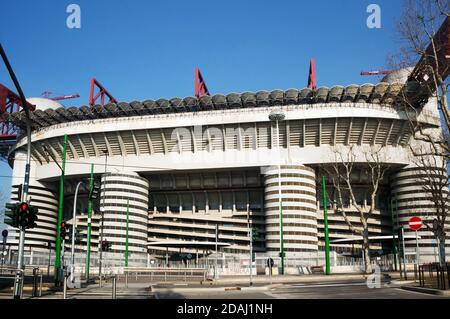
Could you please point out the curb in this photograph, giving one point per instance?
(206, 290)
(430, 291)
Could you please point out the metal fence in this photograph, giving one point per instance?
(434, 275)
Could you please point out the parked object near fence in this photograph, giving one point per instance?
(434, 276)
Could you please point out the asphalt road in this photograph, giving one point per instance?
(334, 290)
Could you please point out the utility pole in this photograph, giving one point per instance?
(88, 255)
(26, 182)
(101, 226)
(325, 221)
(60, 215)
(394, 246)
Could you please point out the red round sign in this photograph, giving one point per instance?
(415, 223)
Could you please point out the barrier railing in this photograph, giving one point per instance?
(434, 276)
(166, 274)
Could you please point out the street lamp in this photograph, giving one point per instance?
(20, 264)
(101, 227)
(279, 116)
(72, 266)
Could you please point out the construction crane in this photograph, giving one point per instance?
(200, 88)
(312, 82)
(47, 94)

...

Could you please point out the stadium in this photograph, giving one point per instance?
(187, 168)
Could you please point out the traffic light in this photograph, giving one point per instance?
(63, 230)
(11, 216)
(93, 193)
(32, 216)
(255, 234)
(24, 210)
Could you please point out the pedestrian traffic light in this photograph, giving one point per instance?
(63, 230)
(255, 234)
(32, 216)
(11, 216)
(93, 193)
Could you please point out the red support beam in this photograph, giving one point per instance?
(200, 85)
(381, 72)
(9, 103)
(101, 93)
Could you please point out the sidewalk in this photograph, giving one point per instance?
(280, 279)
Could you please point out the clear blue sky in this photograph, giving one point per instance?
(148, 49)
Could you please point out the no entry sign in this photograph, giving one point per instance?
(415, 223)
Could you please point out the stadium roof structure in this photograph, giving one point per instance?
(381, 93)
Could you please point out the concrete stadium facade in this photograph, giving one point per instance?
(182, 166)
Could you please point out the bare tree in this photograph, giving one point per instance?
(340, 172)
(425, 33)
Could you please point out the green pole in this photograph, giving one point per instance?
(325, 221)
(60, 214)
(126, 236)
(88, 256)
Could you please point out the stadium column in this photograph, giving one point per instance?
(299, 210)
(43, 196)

• [Given problem]: Extract each line of the listing above that contains the word "traffic". The match is case-sensitive.

• [The answer]:
Could you please point out the traffic light in this photograph, giving one point per instance?
Could you please point out the pedestrian traffic light in this photograph, giving one point per instance?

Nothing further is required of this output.